**TASK DESCRIPTION**
Begin with the line in which "Would you kindly mark the grass" appears and end with the final line of the entries. Retype each one exactly and add nothing.

**Collection entries**

◇ ◇ ◇

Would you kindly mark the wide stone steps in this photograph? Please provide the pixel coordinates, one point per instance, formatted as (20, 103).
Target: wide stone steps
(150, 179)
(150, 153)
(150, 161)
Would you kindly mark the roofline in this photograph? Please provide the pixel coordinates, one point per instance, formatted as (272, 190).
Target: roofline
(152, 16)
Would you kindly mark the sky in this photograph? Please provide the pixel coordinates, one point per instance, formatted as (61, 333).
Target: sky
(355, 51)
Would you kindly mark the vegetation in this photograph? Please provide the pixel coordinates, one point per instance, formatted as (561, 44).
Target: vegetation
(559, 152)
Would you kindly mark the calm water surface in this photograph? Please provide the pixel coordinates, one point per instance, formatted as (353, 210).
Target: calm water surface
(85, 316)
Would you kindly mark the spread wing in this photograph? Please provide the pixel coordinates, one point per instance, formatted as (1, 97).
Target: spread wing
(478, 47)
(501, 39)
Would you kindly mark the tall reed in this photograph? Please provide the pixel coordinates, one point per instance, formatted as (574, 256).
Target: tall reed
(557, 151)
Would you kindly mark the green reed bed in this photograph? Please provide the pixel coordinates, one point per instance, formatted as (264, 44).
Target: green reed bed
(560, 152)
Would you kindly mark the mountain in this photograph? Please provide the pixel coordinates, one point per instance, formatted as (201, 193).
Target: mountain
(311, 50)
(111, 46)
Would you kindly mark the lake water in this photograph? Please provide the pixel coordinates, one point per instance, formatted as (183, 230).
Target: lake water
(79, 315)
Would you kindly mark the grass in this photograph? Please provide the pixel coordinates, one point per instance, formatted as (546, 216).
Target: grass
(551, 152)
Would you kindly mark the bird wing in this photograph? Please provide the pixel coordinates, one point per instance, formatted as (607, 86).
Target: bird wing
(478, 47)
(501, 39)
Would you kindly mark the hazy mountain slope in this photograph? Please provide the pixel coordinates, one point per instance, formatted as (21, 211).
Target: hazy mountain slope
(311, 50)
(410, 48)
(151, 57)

◇ ◇ ◇

**ANSWER SPACE**
Would you kindly mark the grass in this photograph? Please provide the pixel coordinates, one point per instance, formatted as (546, 216).
Target: grass
(551, 152)
Would you kindly mark the bird wing in this photograph? Please provide the pixel coordinates, one point per instance, formatted as (607, 86).
Target: bird wing
(478, 47)
(501, 39)
Would you kindly mark the hazy mountain slope in this photograph? Please provide the pixel coordinates, one point per instance, formatted as (21, 211).
Target: hazy mountain slope
(311, 50)
(410, 48)
(151, 57)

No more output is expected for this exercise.